[Available data Boundary: Start]

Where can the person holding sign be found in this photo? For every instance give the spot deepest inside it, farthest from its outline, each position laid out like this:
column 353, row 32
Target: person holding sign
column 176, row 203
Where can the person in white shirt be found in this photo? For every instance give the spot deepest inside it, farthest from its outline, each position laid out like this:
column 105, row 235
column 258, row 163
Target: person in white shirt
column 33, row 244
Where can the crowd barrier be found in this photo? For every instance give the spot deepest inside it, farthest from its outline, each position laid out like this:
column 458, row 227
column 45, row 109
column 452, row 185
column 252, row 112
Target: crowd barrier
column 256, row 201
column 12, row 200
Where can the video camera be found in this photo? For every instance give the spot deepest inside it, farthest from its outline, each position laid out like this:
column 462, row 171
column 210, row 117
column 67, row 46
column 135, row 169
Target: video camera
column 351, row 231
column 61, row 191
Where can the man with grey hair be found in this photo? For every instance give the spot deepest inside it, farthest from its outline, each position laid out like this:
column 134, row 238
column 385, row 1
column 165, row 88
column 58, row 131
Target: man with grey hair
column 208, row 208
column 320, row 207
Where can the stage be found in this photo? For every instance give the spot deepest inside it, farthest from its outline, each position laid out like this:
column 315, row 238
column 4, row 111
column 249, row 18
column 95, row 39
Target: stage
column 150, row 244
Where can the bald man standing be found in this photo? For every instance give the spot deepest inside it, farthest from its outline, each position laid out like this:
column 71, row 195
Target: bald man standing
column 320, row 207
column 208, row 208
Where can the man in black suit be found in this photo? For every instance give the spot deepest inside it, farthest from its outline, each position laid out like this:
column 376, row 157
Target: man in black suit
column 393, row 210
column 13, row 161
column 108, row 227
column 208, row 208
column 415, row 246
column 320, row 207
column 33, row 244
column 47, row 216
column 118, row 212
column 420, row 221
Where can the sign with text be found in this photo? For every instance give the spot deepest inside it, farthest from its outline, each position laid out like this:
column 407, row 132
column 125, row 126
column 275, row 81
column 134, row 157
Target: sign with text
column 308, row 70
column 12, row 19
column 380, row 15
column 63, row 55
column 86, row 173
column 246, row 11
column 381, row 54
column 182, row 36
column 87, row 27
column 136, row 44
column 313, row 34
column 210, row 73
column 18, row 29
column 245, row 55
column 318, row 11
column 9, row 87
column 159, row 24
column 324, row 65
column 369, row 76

[Available data Boundary: End]

## Activity
Extract every record. Keep wording exact.

## Response
Where can the person holding sign be found in this photo? For every instance give the spot deepest inside it, farthest from its outline, each position laid out like this:
column 353, row 32
Target: person holding sign
column 176, row 203
Where can the person in white shirt be found in this photo? For every instance give the spot deepest inside it, farthest from its outline, each position laid out like this:
column 105, row 235
column 258, row 163
Target: person in white shirt
column 33, row 244
Where can the crowd barrier be found in this photo? For every instance give the spot deepest inside it, farthest from its outline, each position laid out like this:
column 458, row 227
column 45, row 109
column 452, row 185
column 252, row 112
Target: crowd barrier
column 256, row 201
column 12, row 200
Where can the video camera be found in this photo? For every instance give the spot deepest inside it, farthest from its outline, each position laid out like this:
column 462, row 171
column 210, row 117
column 67, row 46
column 135, row 169
Target: video camera
column 351, row 231
column 61, row 191
Where can the man with grey hair be found in this photo? For every instance give the spot deepest inside it, farthest from its outline, each position laid out like this:
column 134, row 238
column 385, row 1
column 165, row 88
column 58, row 131
Target: man with grey hair
column 208, row 208
column 320, row 207
Where can the stage be found in this photo? For every instance give the spot deepest inside it, farthest from its outline, each position laid out like this:
column 315, row 238
column 4, row 111
column 249, row 18
column 95, row 39
Target: stage
column 150, row 244
Where can the bald man standing be found in this photo? For every instance give the spot deepest inside it, farthest from its outline, each position laid out like this:
column 71, row 195
Target: bald man standing
column 320, row 207
column 208, row 208
Where can the man in black suit be found in this photo? For every instance give the spot deepest inside it, farthest from its outline, each position laid out like this:
column 376, row 157
Target: man in black suit
column 393, row 210
column 13, row 161
column 108, row 227
column 208, row 208
column 415, row 246
column 320, row 207
column 33, row 244
column 47, row 216
column 118, row 212
column 420, row 221
Where can the sign with text be found in this photo? For every instance give the spot deepest inside it, farthest from its outline, each position laid out like this:
column 407, row 132
column 125, row 126
column 275, row 81
column 134, row 157
Target: sign with text
column 308, row 70
column 12, row 19
column 380, row 15
column 63, row 55
column 86, row 173
column 246, row 11
column 381, row 54
column 182, row 36
column 87, row 27
column 136, row 44
column 313, row 34
column 210, row 73
column 18, row 29
column 245, row 55
column 318, row 11
column 9, row 87
column 159, row 24
column 324, row 65
column 369, row 76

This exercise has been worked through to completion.